Return the records below from the line containing "Could you point to the gold" onward, exactly, through and including the last line.

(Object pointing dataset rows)

++++++++++++++++++++

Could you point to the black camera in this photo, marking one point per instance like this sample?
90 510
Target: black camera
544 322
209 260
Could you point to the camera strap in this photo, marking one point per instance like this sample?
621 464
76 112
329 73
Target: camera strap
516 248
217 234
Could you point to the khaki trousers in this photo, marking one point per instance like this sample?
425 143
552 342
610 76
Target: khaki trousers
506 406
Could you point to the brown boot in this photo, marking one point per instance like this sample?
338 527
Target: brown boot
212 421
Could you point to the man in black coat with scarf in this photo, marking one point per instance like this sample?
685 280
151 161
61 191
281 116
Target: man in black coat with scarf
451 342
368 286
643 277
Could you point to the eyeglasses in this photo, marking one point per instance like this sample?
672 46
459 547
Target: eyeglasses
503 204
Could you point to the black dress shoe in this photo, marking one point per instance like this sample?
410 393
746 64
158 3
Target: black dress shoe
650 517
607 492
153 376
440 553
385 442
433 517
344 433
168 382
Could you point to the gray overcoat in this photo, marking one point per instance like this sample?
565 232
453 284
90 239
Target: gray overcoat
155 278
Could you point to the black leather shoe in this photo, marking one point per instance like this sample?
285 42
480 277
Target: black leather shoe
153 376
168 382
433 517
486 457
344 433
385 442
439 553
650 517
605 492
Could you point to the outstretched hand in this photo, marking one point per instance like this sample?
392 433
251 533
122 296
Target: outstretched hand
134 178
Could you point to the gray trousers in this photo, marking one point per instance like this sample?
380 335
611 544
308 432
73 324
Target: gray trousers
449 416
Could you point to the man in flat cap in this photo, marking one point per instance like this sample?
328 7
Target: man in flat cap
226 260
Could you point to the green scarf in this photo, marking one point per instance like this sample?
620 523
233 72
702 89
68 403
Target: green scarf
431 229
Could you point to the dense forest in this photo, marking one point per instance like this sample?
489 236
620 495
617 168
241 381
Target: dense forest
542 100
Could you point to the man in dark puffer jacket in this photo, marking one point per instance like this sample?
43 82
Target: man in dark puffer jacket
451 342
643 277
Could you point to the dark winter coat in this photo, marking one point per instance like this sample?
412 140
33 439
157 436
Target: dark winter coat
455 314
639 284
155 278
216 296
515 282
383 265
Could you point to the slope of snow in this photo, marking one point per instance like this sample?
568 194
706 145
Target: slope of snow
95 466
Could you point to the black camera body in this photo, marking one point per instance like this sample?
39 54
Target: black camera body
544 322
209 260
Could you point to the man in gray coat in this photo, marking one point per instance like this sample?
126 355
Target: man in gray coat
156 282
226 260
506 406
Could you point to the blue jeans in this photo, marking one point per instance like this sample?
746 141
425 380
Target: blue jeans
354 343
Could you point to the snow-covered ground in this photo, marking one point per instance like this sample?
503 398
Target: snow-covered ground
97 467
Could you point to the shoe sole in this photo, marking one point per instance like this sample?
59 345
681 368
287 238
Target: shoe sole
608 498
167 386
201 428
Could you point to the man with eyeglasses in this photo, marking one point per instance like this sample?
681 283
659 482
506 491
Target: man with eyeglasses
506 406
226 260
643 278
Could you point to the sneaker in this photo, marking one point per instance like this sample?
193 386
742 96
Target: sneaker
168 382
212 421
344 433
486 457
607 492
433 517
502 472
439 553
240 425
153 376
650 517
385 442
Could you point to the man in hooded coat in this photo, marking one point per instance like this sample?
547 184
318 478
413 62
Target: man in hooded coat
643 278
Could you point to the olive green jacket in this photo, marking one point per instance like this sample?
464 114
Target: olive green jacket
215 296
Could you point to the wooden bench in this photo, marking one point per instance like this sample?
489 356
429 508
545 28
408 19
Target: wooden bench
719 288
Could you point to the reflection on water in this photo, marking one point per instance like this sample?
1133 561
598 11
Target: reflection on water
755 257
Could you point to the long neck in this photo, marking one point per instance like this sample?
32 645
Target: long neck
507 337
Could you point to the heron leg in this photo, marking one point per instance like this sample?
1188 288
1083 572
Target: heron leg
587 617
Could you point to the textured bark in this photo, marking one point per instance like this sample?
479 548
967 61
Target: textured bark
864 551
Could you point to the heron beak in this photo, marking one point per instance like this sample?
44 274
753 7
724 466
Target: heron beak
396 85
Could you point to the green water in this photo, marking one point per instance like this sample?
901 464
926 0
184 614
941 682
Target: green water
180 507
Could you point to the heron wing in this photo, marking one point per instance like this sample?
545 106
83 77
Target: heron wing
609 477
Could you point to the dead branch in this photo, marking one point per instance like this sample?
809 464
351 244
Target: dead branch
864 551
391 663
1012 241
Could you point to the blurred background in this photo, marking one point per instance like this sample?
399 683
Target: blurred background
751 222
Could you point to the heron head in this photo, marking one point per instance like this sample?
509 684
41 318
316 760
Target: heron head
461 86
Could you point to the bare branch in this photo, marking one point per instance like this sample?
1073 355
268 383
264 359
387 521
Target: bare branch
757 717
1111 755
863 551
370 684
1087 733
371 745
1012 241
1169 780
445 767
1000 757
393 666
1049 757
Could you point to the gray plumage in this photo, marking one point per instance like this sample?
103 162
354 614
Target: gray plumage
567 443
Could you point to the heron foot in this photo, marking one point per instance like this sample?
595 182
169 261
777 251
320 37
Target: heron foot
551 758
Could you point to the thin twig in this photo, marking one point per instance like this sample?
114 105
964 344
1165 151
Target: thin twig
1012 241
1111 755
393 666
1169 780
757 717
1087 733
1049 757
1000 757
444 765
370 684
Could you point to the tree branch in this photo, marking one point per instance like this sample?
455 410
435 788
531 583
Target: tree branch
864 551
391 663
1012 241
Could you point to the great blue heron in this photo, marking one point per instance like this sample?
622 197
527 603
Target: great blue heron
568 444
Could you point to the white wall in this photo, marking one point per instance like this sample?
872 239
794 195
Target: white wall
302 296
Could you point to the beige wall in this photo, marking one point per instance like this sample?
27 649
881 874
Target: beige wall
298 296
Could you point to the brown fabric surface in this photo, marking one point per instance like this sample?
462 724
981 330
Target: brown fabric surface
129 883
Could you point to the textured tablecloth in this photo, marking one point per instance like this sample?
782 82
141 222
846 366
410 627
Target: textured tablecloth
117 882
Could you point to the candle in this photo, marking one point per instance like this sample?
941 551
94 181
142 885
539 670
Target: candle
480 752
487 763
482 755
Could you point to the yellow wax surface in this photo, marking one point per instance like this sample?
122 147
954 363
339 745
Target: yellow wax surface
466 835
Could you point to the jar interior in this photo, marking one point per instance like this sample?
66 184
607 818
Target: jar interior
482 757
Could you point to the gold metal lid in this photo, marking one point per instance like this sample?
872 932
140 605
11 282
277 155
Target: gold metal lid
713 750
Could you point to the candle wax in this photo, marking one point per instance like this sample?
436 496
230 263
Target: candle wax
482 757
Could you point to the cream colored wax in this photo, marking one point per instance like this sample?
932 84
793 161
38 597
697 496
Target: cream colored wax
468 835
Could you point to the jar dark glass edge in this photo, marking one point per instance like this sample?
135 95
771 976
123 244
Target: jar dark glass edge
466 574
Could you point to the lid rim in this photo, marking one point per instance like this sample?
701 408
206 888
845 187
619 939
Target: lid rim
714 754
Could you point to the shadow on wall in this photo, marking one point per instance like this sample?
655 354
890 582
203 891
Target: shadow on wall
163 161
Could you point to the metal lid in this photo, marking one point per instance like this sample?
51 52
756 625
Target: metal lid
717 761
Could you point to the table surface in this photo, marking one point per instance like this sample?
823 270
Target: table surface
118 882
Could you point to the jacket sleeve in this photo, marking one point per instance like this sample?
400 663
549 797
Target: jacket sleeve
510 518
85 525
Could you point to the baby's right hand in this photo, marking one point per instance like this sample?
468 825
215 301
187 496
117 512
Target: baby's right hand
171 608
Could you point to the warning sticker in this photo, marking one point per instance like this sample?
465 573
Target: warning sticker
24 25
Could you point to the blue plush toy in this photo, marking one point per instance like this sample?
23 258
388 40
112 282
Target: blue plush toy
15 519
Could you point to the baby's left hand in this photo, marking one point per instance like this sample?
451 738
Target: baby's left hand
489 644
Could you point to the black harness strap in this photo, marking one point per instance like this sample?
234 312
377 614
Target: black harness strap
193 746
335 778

++++++++++++++++++++

* _ANSWER FOR THE TASK_
Could you point to the gold metal lid in this photo, marking one point per instance like this sample?
872 932
140 605
11 282
277 155
Target: gold metal lid
713 750
Could you point to the candle wax in this photo, marking one point per instance like this sample?
436 496
230 263
Target: candle wax
482 757
Could you point to the cream colored wax in this photo, marking one point per instance like this sample?
932 84
793 161
38 597
697 496
Target: cream colored wax
468 835
Could you point to the jar dark glass edge in this photo, marking one point per instance like this sample?
135 95
771 976
123 244
Target: jar dark glass edge
466 574
Could you point to the lid rim in this photo, marking one point per instance like this sample?
701 408
206 888
845 187
619 939
Target: lid rim
714 754
Could you point to the shadow on wall in this photo, marking one point per instance like this sample?
655 354
890 582
203 891
Target: shadow on wall
163 161
Could you point to the metal lid in this photo, marking one point per instance like this sample?
51 52
756 625
Target: metal lid
717 761
Could you point to the table surface in this photo, marking one point per instance like this sample?
823 270
Target: table surface
118 882
Could you point to the jacket sleeve in this photo, marking one point per instance like this sample?
400 663
549 797
Target: jacket sleeve
510 518
85 525
Could you point to the baby's right hand in this photo, marking one point per instance like this sample?
468 825
215 301
187 496
117 512
Target: baby's right hand
171 608
Could you point to the warning sticker in this photo, marking one point per instance like this sample?
465 573
Target: warning sticker
24 25
Could you point to the blue plush toy in this photo, marking one point per instance like this sample?
23 258
388 40
112 282
Target: blue plush toy
15 519
Could you point to the baby's left hand in this photo, marking one point per instance like this sample?
451 738
Target: baby's left hand
489 644
Could you point to the black harness strap in this photo, marking one point per instance like this sample?
234 312
377 614
Target: black harness strap
193 746
335 778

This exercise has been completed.